• TASK TO COMPLETE
Below are the records; print them again exactly and omit the pictures.
+ + +
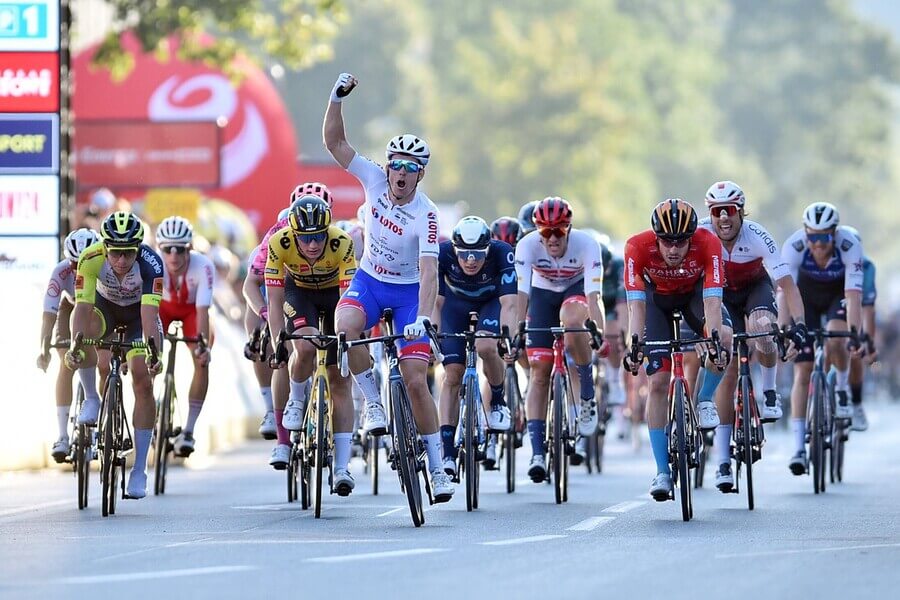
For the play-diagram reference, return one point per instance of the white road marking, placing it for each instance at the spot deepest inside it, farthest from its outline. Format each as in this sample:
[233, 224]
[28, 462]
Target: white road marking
[590, 523]
[624, 507]
[88, 579]
[390, 512]
[808, 550]
[33, 507]
[525, 540]
[375, 555]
+ + +
• ANSWER TO THE EXERCISE
For the play-diagram reference, return one point per instance of the white road marking, placing it for each instance at the spot deepest inside it, farthest from its outline. Format each as in this sample:
[233, 224]
[28, 462]
Target: white road marking
[590, 523]
[624, 507]
[88, 579]
[390, 512]
[808, 550]
[33, 507]
[525, 540]
[375, 555]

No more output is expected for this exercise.